Point annotations for photos

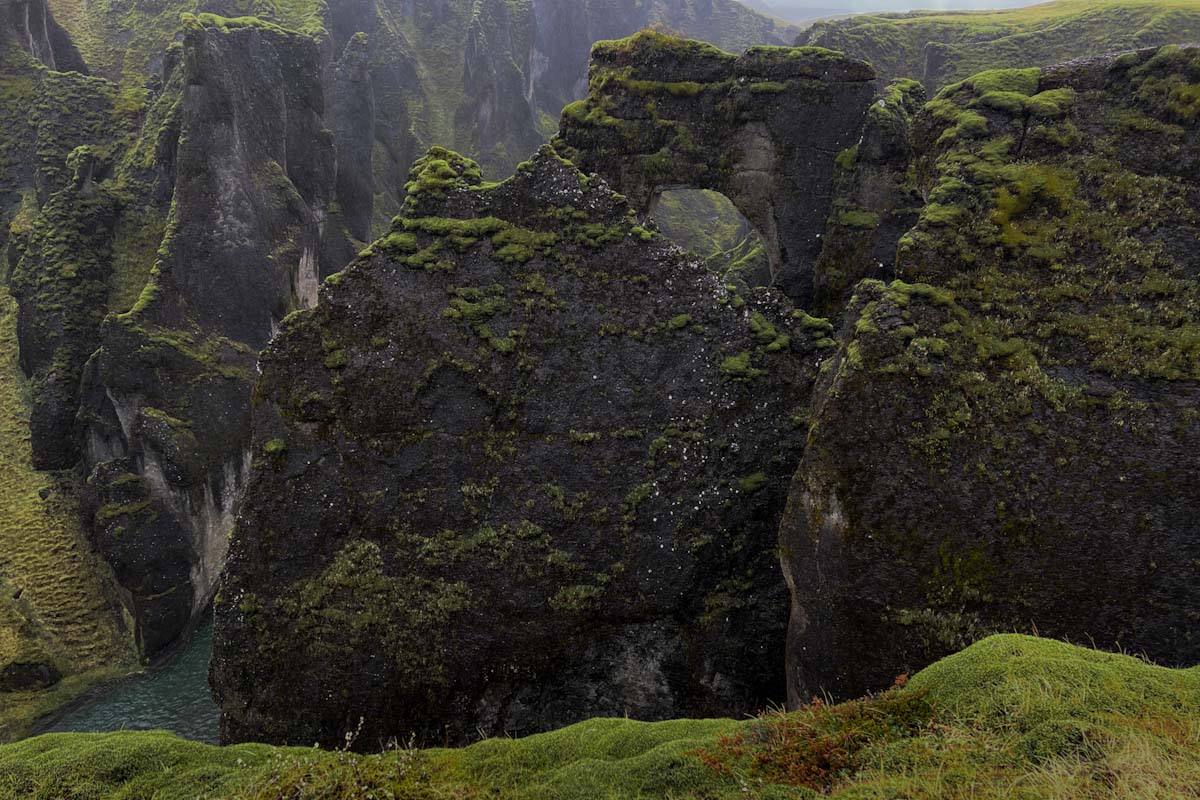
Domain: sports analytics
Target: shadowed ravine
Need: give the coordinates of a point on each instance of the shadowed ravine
(173, 697)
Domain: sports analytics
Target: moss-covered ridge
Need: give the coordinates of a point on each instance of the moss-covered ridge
(665, 113)
(1019, 408)
(544, 489)
(1011, 716)
(939, 48)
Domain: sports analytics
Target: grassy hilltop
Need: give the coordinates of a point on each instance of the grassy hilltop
(940, 48)
(1011, 716)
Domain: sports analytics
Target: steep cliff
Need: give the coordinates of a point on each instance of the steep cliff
(252, 229)
(939, 48)
(1009, 441)
(161, 218)
(1012, 716)
(521, 465)
(664, 113)
(487, 78)
(60, 623)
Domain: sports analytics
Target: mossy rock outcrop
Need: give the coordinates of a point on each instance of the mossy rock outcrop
(252, 228)
(1008, 438)
(941, 47)
(762, 128)
(521, 465)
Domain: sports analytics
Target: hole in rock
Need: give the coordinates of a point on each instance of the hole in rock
(708, 224)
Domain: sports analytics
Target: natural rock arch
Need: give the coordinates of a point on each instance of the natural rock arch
(763, 128)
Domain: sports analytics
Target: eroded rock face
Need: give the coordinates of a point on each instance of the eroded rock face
(520, 467)
(1011, 441)
(251, 233)
(762, 128)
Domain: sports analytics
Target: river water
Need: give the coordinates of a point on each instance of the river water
(172, 697)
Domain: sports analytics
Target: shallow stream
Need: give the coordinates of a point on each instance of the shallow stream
(172, 697)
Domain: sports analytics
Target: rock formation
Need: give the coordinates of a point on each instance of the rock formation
(1017, 449)
(521, 465)
(762, 128)
(252, 230)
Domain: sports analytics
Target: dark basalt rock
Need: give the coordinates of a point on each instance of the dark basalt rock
(763, 128)
(24, 677)
(520, 467)
(253, 228)
(875, 200)
(1015, 446)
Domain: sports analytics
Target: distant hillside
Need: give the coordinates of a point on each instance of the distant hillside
(939, 48)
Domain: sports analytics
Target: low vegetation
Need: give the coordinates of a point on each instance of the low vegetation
(1011, 716)
(53, 595)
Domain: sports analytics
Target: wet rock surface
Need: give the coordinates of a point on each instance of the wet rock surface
(1008, 441)
(763, 128)
(521, 465)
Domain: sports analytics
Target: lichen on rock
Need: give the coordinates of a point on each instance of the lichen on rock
(507, 481)
(1007, 438)
(666, 113)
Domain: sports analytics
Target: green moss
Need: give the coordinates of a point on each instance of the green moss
(739, 367)
(43, 546)
(751, 483)
(1009, 716)
(859, 218)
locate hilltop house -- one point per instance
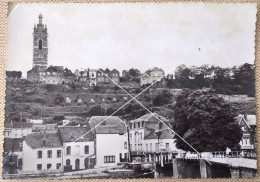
(42, 152)
(150, 139)
(151, 76)
(78, 148)
(13, 154)
(248, 126)
(17, 129)
(111, 140)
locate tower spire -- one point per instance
(40, 18)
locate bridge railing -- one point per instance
(218, 154)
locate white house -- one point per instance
(146, 131)
(79, 152)
(42, 153)
(111, 140)
(248, 126)
(17, 129)
(92, 77)
(35, 121)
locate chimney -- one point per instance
(245, 116)
(44, 140)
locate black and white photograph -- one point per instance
(130, 90)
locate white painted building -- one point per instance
(42, 153)
(111, 140)
(17, 129)
(144, 137)
(93, 77)
(78, 154)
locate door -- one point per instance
(77, 164)
(86, 163)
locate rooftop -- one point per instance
(18, 125)
(12, 144)
(72, 133)
(109, 125)
(36, 140)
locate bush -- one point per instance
(39, 100)
(58, 118)
(96, 89)
(59, 100)
(164, 98)
(49, 87)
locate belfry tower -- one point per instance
(40, 45)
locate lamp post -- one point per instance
(157, 133)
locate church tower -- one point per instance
(40, 45)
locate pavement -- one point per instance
(237, 162)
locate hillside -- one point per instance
(26, 101)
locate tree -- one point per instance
(134, 72)
(244, 77)
(206, 122)
(163, 98)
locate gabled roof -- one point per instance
(109, 125)
(68, 73)
(72, 133)
(250, 120)
(18, 125)
(12, 144)
(151, 124)
(107, 70)
(55, 69)
(35, 140)
(115, 71)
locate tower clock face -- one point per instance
(40, 45)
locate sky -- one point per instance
(134, 35)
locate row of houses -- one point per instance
(59, 75)
(100, 142)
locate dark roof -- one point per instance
(68, 73)
(12, 144)
(107, 70)
(151, 127)
(115, 71)
(151, 124)
(55, 69)
(72, 133)
(18, 125)
(152, 118)
(109, 125)
(35, 140)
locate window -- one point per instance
(77, 150)
(39, 167)
(58, 153)
(68, 150)
(167, 146)
(156, 146)
(125, 145)
(86, 149)
(40, 45)
(92, 160)
(49, 154)
(67, 162)
(58, 166)
(109, 159)
(39, 154)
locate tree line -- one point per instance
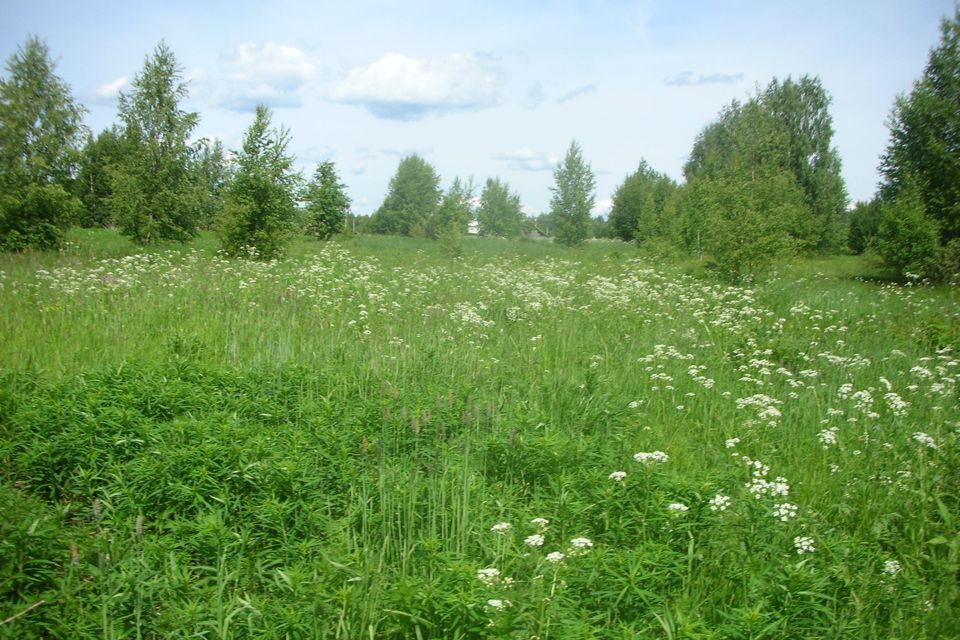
(762, 180)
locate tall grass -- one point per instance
(321, 446)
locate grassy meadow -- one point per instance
(374, 439)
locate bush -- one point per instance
(907, 238)
(36, 217)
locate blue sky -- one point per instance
(493, 88)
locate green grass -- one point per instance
(192, 446)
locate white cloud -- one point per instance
(689, 79)
(602, 207)
(403, 88)
(110, 90)
(272, 74)
(576, 93)
(525, 159)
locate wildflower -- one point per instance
(501, 527)
(656, 456)
(497, 604)
(804, 545)
(719, 503)
(785, 512)
(488, 576)
(925, 440)
(828, 437)
(579, 546)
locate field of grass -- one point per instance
(371, 439)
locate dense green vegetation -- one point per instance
(762, 182)
(434, 436)
(322, 446)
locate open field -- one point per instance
(355, 442)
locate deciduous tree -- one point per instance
(412, 199)
(573, 197)
(924, 148)
(260, 210)
(326, 201)
(499, 213)
(40, 135)
(155, 195)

**WORK TO COMPLETE**
Without the pictures, repeat all the records word for word.

**SOLUTION TO THIS EXERCISE**
Domain: sports analytics
Target: shadowed ravine
Need: give the coordinates of a point on each instance of the shadowed ravine
(173, 697)
Domain: sports analytics
Target: moss-covered ridge
Need: give the coordinates of a point on each instance of the moss-covered ridge
(665, 113)
(1019, 408)
(544, 489)
(1011, 716)
(939, 48)
Domain: sports analytics
Target: grassy hilltop
Need: give the coordinates of a point on each instance of the grassy hilltop
(940, 48)
(1011, 716)
Domain: sports analytics
Target: steep cliff
Need: give the coordinates of a point on each instance of the steep cliff
(252, 229)
(939, 48)
(1009, 441)
(161, 218)
(1012, 716)
(521, 465)
(664, 113)
(487, 78)
(60, 623)
Domain: sports analytics
Target: mossy rock outcrop
Need: give the coordinates of a point on each instance of the mossy rock outcrop
(252, 228)
(1008, 438)
(941, 47)
(762, 128)
(521, 465)
Domain: sports analytics
Target: hole in rock
Need: give the coordinates of a point on each instance of the hole in rock
(708, 224)
Domain: sports analytics
Target: natural rock arch
Need: give the coordinates of a point on each instance of the natural rock arch
(763, 128)
Domain: sports analytics
Target: eroded rock face
Need: give the coordinates of a point on each instance of the eroded rock face
(520, 467)
(1011, 441)
(251, 233)
(762, 128)
Domain: sports analytics
Target: river water
Need: give the coordinates of a point on each instance of the river water
(172, 697)
Domain: sports analytics
Target: shallow stream
Need: give the coordinates of a point on each instance of the shallow stream
(172, 697)
Domain: sports analytics
Target: rock formation
Need: give the coordinates of a point on each instance of the rock formation
(1017, 449)
(521, 465)
(762, 128)
(252, 230)
Domain: sports analytics
Target: dark basalt rock
Need: give the coordinates of a point on each instance of the dark basalt rock
(763, 128)
(24, 677)
(520, 467)
(253, 228)
(875, 200)
(1015, 446)
Domain: sports analytics
Target: distant hillside
Need: give the coordinates of a point on each instance of the distant hillside
(939, 48)
Domain: sports analytics
Target: low vegetation
Need: give the coordinates of a point on each instance of the low vegetation
(1011, 716)
(53, 595)
Domain: sports analytics
Target: wet rock surface
Need: give the coordinates of a point on each instance of the wet rock surface
(1008, 441)
(763, 128)
(521, 465)
Domain: sports analytics
Target: lichen on rock
Need: give the coordinates of a point on each instance of the lichen on rock
(507, 481)
(1007, 438)
(666, 113)
Domain: sports analytics
Target: green moss
Need: give the coordinates of a point on each instance of the green moss
(739, 367)
(43, 546)
(751, 483)
(1009, 716)
(859, 218)
locate hilltop house -- one point per instance
(42, 152)
(150, 139)
(151, 76)
(78, 148)
(13, 154)
(248, 126)
(17, 129)
(111, 140)
locate tower spire -- one point per instance
(40, 18)
locate bridge railing -- one point per instance
(218, 154)
locate white house -- one point per instance
(146, 131)
(79, 152)
(42, 153)
(111, 140)
(248, 126)
(17, 129)
(92, 77)
(35, 121)
locate chimney -- one point per instance
(245, 116)
(44, 140)
locate black and white photograph -- one point per instance
(130, 90)
locate white painted building -- one point per instance
(42, 153)
(111, 140)
(17, 129)
(144, 137)
(93, 77)
(78, 154)
locate door -- one point per instance
(77, 164)
(86, 163)
locate rooftop -- one point per instance
(18, 125)
(12, 144)
(72, 133)
(109, 125)
(36, 140)
locate bush -- one point per instance
(39, 100)
(58, 118)
(96, 89)
(59, 100)
(164, 98)
(49, 87)
locate belfry tower -- one point per instance
(40, 45)
locate lamp post -- one point per instance
(157, 133)
locate church tower -- one point per instance
(40, 45)
locate pavement -- one point per instance
(237, 162)
locate hillside -- one point per instance
(26, 101)
locate tree -- one point per instance
(134, 72)
(244, 77)
(206, 122)
(163, 98)
locate gabled roof -- one point per instance
(109, 125)
(68, 73)
(72, 133)
(250, 120)
(18, 125)
(12, 144)
(151, 124)
(107, 70)
(55, 69)
(35, 140)
(115, 71)
locate tower clock face -- one point per instance
(40, 45)
locate sky -- one point per instance
(134, 35)
locate row of houses -- one point per instance
(59, 75)
(100, 142)
locate dark roof -- one point per instance
(68, 73)
(12, 144)
(107, 70)
(151, 127)
(115, 71)
(151, 124)
(55, 69)
(72, 133)
(18, 125)
(152, 118)
(109, 125)
(35, 140)
locate window -- one point per instance
(77, 150)
(39, 167)
(58, 153)
(68, 150)
(167, 146)
(156, 146)
(125, 145)
(86, 149)
(40, 45)
(92, 160)
(49, 154)
(67, 162)
(58, 166)
(109, 159)
(39, 154)
locate tree line -- one point per instance
(762, 180)
locate tall grass -- one point per instance
(321, 446)
locate grassy meadow -- one point per instance
(374, 439)
locate bush -- one point per instance
(907, 238)
(36, 217)
locate blue sky -- one point per instance
(493, 88)
locate green grass -- one point per instance
(192, 446)
locate white cloud -- one point per instance
(689, 79)
(602, 207)
(403, 88)
(110, 90)
(272, 74)
(576, 93)
(525, 159)
locate wildflower -- one point per instance
(501, 527)
(656, 456)
(497, 604)
(804, 545)
(719, 503)
(785, 512)
(488, 576)
(925, 440)
(828, 437)
(579, 546)
locate field of grass -- one point per instance
(371, 439)
locate dense green vegetation -- one point per instance
(762, 182)
(434, 436)
(322, 446)
locate open field -- one point per instance
(355, 442)
locate deciduous tree -- one point per instance
(412, 199)
(573, 197)
(924, 148)
(260, 210)
(326, 201)
(499, 213)
(40, 135)
(155, 195)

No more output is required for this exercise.